Start of Raw data

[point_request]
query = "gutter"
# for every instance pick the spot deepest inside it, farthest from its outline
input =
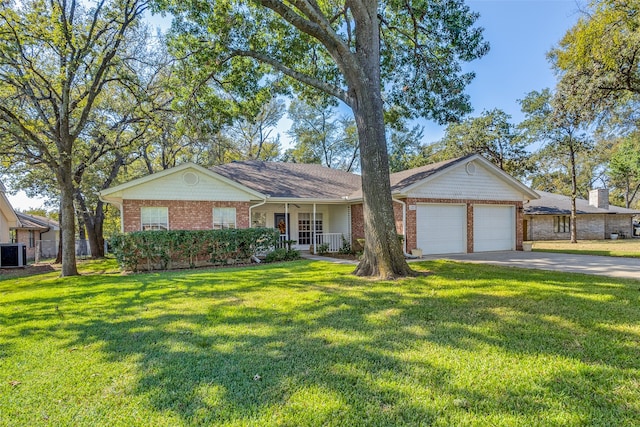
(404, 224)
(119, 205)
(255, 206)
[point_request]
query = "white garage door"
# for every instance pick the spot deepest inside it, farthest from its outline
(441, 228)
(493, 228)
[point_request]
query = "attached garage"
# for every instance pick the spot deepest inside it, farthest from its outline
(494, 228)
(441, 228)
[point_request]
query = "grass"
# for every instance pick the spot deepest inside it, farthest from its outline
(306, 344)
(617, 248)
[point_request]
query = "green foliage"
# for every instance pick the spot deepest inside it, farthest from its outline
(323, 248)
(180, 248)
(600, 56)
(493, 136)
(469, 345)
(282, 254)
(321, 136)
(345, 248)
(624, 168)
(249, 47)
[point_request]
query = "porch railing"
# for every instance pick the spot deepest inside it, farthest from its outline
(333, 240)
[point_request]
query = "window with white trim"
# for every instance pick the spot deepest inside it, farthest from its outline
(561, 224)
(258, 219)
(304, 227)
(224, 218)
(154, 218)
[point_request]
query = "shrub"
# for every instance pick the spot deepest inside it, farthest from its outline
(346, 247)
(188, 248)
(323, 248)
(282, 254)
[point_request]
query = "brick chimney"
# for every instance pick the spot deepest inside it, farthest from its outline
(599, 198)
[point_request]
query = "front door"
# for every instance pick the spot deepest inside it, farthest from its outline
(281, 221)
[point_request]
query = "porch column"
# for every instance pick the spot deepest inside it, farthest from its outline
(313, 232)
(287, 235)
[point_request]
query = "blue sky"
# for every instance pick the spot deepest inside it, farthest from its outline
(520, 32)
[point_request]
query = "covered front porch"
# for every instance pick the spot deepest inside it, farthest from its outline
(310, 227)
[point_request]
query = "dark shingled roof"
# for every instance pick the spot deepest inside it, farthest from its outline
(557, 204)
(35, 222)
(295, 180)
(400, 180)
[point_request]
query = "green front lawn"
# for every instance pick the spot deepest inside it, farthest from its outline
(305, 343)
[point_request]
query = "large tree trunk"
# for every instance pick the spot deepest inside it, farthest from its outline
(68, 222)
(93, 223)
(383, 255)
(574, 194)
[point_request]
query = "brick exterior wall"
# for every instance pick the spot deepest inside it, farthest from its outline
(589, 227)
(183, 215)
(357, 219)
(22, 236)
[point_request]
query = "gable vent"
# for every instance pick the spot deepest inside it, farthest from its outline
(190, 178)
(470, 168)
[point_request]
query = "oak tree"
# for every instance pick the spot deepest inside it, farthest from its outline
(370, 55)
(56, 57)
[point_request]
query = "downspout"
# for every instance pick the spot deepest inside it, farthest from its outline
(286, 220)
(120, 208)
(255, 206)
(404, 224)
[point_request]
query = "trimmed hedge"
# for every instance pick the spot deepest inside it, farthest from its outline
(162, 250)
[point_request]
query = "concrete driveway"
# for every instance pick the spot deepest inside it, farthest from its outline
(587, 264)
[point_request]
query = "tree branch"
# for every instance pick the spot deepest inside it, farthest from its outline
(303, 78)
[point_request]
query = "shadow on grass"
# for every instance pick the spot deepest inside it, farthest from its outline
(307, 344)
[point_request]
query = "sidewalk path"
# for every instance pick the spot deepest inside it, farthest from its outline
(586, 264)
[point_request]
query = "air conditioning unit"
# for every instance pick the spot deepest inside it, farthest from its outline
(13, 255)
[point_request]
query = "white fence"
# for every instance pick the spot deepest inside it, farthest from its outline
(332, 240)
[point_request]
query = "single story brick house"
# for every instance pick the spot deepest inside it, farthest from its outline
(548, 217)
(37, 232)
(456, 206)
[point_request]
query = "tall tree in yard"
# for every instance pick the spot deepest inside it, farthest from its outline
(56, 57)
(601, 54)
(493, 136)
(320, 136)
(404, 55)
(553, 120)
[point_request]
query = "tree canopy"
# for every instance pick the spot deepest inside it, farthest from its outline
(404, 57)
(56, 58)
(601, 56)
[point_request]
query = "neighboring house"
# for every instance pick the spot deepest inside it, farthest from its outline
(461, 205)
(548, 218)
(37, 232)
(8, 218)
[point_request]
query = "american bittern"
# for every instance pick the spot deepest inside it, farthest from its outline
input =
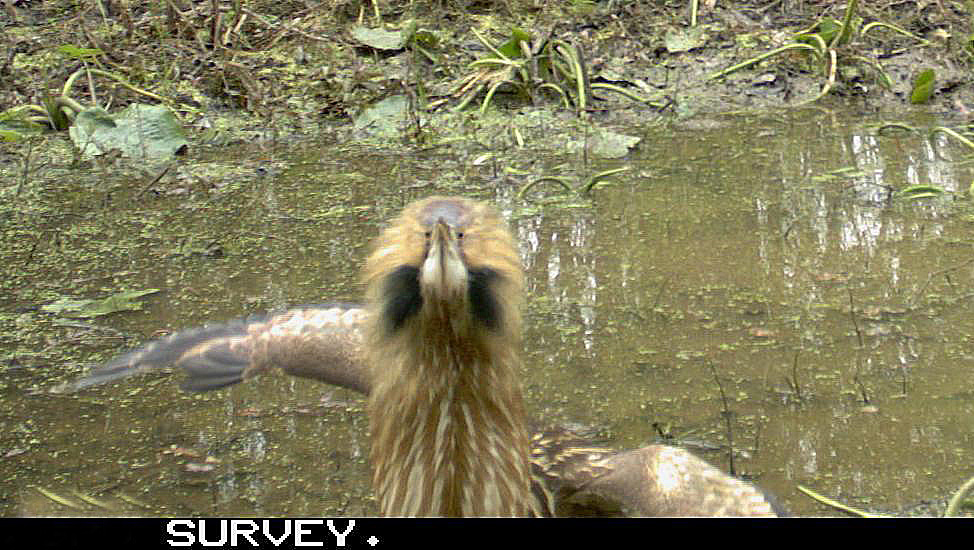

End of Raw data

▸ Requirement:
For the word "garage", show every line of the entries that holds it.

▸ Solution to this task:
query = "white garage door"
query = "attached garage"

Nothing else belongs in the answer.